▸ **Work to be completed**
Transcribe the entries that follow exactly as they appear, minus pictures.
——
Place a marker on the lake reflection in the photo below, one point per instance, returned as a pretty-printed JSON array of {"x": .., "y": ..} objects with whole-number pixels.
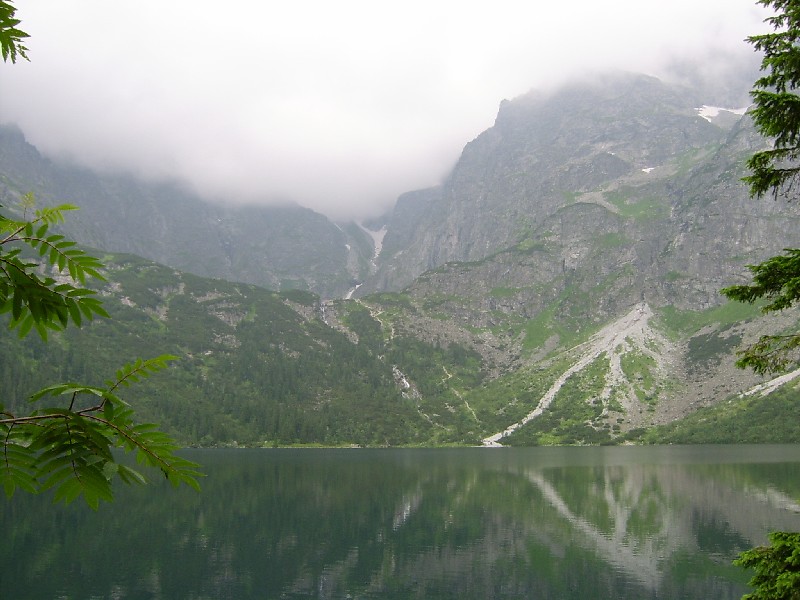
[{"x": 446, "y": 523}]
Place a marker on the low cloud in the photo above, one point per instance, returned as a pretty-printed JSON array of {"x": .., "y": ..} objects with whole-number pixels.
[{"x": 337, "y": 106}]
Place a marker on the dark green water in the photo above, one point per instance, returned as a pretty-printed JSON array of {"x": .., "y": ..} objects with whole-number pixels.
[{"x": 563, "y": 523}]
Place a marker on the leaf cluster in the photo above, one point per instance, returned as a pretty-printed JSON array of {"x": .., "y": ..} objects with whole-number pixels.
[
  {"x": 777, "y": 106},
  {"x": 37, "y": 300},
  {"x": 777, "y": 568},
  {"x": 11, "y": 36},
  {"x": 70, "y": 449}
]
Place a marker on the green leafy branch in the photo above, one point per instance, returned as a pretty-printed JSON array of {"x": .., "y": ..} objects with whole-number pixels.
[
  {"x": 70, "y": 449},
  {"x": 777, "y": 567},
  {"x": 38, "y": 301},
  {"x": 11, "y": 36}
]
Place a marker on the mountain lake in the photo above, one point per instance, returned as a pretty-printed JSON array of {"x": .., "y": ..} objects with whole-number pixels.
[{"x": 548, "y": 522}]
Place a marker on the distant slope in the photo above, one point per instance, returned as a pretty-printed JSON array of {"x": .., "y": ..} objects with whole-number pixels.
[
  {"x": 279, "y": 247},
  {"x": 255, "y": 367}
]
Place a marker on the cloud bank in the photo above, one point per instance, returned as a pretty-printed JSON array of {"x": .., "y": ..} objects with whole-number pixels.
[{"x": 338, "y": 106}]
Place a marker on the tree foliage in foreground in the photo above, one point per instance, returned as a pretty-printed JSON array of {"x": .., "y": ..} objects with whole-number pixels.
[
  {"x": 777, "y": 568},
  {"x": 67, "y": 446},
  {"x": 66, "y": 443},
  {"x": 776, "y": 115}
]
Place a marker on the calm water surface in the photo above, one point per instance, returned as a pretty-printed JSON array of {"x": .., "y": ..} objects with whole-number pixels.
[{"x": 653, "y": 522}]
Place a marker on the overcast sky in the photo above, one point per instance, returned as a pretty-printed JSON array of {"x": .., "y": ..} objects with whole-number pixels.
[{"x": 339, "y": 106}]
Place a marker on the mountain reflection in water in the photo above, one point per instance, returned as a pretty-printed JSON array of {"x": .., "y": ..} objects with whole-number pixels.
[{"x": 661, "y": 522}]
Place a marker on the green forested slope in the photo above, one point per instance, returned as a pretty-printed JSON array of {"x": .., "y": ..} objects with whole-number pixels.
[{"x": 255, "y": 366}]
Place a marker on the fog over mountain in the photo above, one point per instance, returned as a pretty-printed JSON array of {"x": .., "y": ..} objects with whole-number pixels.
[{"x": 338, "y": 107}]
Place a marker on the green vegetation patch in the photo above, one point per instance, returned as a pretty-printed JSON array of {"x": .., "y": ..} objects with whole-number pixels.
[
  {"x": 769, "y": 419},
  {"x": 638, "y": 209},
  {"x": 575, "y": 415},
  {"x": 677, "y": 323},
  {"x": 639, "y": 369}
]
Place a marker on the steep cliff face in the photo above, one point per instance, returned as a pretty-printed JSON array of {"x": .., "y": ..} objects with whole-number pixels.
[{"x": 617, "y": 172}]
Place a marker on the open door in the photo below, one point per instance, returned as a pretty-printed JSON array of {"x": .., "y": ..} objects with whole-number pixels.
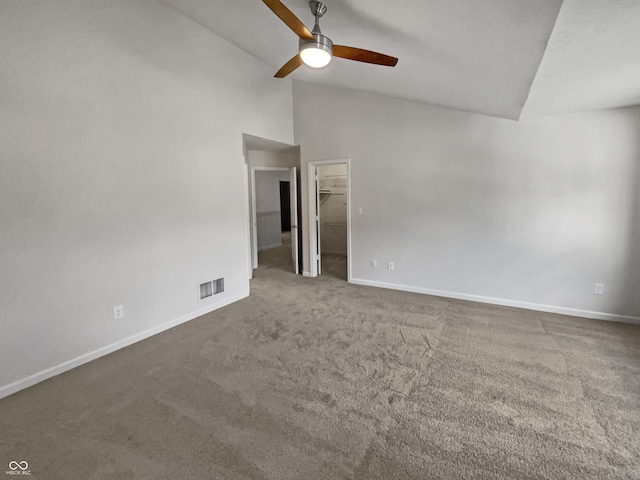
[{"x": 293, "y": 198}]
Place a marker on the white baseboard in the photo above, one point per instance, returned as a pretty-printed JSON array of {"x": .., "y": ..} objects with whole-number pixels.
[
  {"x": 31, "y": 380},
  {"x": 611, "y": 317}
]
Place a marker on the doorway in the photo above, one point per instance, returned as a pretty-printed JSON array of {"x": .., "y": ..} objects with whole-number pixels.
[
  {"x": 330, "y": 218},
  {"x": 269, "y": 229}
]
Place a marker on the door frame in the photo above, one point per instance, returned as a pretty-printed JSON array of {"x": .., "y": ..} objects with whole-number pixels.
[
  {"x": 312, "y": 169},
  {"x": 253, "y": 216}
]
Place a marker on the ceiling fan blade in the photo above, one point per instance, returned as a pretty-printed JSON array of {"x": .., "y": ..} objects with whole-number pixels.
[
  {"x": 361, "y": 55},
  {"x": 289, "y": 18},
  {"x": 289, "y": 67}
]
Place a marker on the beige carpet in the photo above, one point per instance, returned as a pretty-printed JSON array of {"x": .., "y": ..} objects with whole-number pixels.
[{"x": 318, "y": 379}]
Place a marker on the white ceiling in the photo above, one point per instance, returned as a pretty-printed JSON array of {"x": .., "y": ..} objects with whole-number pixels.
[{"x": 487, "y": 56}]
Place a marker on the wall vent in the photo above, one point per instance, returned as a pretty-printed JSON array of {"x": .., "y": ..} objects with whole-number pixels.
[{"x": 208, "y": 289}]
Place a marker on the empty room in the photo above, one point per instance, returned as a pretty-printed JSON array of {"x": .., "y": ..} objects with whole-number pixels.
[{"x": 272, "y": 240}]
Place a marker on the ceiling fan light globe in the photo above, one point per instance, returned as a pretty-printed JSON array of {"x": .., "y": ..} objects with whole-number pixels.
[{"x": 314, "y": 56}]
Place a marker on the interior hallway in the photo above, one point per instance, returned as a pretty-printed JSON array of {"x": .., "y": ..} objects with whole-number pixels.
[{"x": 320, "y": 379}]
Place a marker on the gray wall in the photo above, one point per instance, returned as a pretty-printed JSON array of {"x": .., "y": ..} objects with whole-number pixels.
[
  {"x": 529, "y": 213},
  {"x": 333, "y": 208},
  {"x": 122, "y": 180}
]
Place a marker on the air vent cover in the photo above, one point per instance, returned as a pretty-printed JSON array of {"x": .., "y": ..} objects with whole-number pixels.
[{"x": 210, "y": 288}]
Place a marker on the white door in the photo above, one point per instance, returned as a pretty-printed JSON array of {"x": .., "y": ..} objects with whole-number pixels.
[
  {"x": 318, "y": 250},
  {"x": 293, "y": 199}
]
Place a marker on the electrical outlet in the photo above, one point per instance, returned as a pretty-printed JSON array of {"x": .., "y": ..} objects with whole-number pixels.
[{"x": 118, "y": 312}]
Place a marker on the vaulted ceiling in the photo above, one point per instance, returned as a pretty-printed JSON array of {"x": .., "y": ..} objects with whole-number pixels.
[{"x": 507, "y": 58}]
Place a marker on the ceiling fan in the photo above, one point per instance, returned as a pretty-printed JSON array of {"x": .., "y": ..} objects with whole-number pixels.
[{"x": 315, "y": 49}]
——
▸ **Finished exercise**
Place a marker on the lake reflection in the photo below, one point per instance, returned as a pretty-printed JSON array of {"x": .., "y": ..} objects with whole-number pixels.
[{"x": 446, "y": 523}]
Place a marker on the low cloud in the photo above, one point per instance, returned as a pretty-printed JSON array of {"x": .., "y": ..} objects with whole-number pixels.
[{"x": 337, "y": 106}]
Place a marker on the dark green water in the photo above, one point per instance, returned as a pretty-printed JSON array of {"x": .., "y": ..} objects with whole-number pixels.
[{"x": 563, "y": 523}]
Place a marker on the leaf cluster in the photo above, one point per instance, returned as a pretty-printed JSON array of {"x": .., "y": ..} objects with whole-number pixels.
[
  {"x": 777, "y": 106},
  {"x": 37, "y": 300},
  {"x": 777, "y": 568},
  {"x": 11, "y": 36},
  {"x": 70, "y": 449}
]
Place a marker on the green leafy branch in the photo above, one point per instance, returned as a pretty-printed JSON array of {"x": .., "y": ..} objects with whole-number pixels.
[
  {"x": 70, "y": 449},
  {"x": 777, "y": 567},
  {"x": 38, "y": 301},
  {"x": 11, "y": 36}
]
Place a marker on the mountain lake in the photo above, one point per instance, returned as a pretty-printed JSON array of {"x": .., "y": ..} objects with whole-number pixels.
[{"x": 548, "y": 522}]
Place a marker on the distant slope in the photo above, one point per instance, returned as a pretty-printed JSON array of {"x": .., "y": ..} objects with whole-number pixels.
[
  {"x": 279, "y": 247},
  {"x": 255, "y": 367}
]
Place a marker on the cloud bank in the photo above, one point per instance, returned as a pretty-printed JSON array of {"x": .., "y": ..} objects with whole-number pixels.
[{"x": 338, "y": 106}]
Place a marker on the tree foliage in foreground in the photo above, one point per instance, returned as a pretty-printed JSON array of {"x": .., "y": ..} objects with whole-number pixels.
[
  {"x": 777, "y": 568},
  {"x": 67, "y": 446},
  {"x": 66, "y": 443},
  {"x": 776, "y": 115}
]
Place a marker on the calm water surface in the photo above, one point per instance, returned as a pretty-printed JSON array of {"x": .., "y": ..} objects with whole-number pixels.
[{"x": 653, "y": 522}]
Place a marker on the overcast sky in the photo above, one point per instance, returned as a pretty-printed JSON array of {"x": .., "y": ..} objects with whole-number pixels.
[{"x": 339, "y": 106}]
Place a marker on the mountain reflection in water in the photo above, one point per instance, returned as a pretty-printed JSON array of {"x": .., "y": ..} objects with whole-number pixels.
[{"x": 661, "y": 522}]
Place a marker on the green forested slope in the photo above, one point per instance, returned as a pretty-printed JSON array of {"x": .., "y": ..} objects with whole-number pixels.
[{"x": 255, "y": 366}]
Place a marker on the fog over mountain in the photo above, one point per instance, returned as a pretty-printed JSON array of {"x": .., "y": ..} objects with whole-number pixels.
[{"x": 338, "y": 107}]
Place a marker on the green vegetation patch in the photo above, one point per instance, returned as a pretty-printed JSON array of {"x": .., "y": ..} objects with whole-number pixels.
[
  {"x": 769, "y": 419},
  {"x": 638, "y": 209},
  {"x": 575, "y": 415},
  {"x": 677, "y": 323},
  {"x": 639, "y": 369}
]
Place a marker on the steep cliff face in the photo above, one point per instance, returned as a pretty-printed JSON array of {"x": .., "y": ..} objects with whole-number pixels.
[{"x": 617, "y": 172}]
Place a marker on the open door in the photo below, one point per instance, returned as a pretty-printed JSON array of {"x": .., "y": ..} objects with whole-number pixels.
[{"x": 293, "y": 198}]
Place a marker on the white baseboard in the photo above, one point per instance, returned as a pretty-printed JSON array of {"x": .., "y": ..} objects with whole-number pixels.
[
  {"x": 31, "y": 380},
  {"x": 611, "y": 317}
]
Place a marker on the doorway in the photo above, one point per instance, returned as a pretty-printed JSON array of {"x": .., "y": ..} objects with whole-number pixels.
[
  {"x": 330, "y": 218},
  {"x": 269, "y": 229}
]
Place a marker on the door frame in the photo above, one point per instance, returned as a pretty-printed JSON array of {"x": .., "y": ..} objects with whole-number pixels.
[
  {"x": 312, "y": 169},
  {"x": 253, "y": 216}
]
Place a marker on the ceiling fan blade in the photo above, one point per instance, returned as a pretty-printed JSON array of {"x": .., "y": ..} objects with whole-number pixels.
[
  {"x": 361, "y": 55},
  {"x": 289, "y": 18},
  {"x": 289, "y": 67}
]
Place a marker on the beige carpet in the photo above, one point per instance, returned as a pretty-printed JSON array of {"x": .., "y": ..} objects with whole-number pixels.
[{"x": 318, "y": 379}]
Place a marker on the white ceiling in the photo above, one point per instance, returned as a pretty-printed JSON array of {"x": .., "y": ..} objects with whole-number pixels.
[{"x": 487, "y": 56}]
Place a marker on the wall vent in the photo above, one point per instance, returned as a pretty-printed JSON array of {"x": .., "y": ..} objects with whole-number pixels.
[{"x": 208, "y": 289}]
Place a marker on the empty room in the photo above, one point per instance, returned as a pretty-printed JSON array of {"x": .., "y": ..} objects with whole-number pixels.
[{"x": 272, "y": 240}]
Place a marker on the ceiling fan light globe in the photo above, one point per instance, returned as a pretty-printed JSON array of {"x": .., "y": ..} objects with whole-number pixels.
[{"x": 314, "y": 56}]
Place a marker on the interior hallway in the photo above, one point per instance, returned as a pretty-printed JSON array of {"x": .., "y": ..} objects with whole-number pixels.
[{"x": 320, "y": 379}]
Place a marker on the gray wall in the photo above, one point per instance, returned as a pretty-printed JSON array of {"x": .., "y": ..} objects with whole-number pixels.
[
  {"x": 529, "y": 213},
  {"x": 333, "y": 208},
  {"x": 122, "y": 180}
]
Place a marker on the air vent cover in the photo above, one point per instance, returned as a pretty-printed JSON array of {"x": .., "y": ..} objects with whole-number pixels.
[{"x": 210, "y": 288}]
Place a marker on the white door in the photo above, one point per instance, returned as a pretty-printed JSON array of {"x": .., "y": ..} objects with whole-number pixels.
[
  {"x": 318, "y": 250},
  {"x": 293, "y": 199}
]
Place a marker on the electrical outlet in the photo above, one point per instance, returned as a pretty-printed JSON array of {"x": .., "y": ..} objects with whole-number pixels.
[{"x": 118, "y": 312}]
Place a marker on the vaulted ceiling in the photo above, one point per instance, returned as a pretty-printed JSON array of {"x": .., "y": ..} objects with whole-number pixels.
[{"x": 507, "y": 58}]
Place a marker on the ceiling fan in the photo above, one point per instance, returned as a pretty-printed JSON array of {"x": .., "y": ..} objects with whole-number pixels.
[{"x": 315, "y": 49}]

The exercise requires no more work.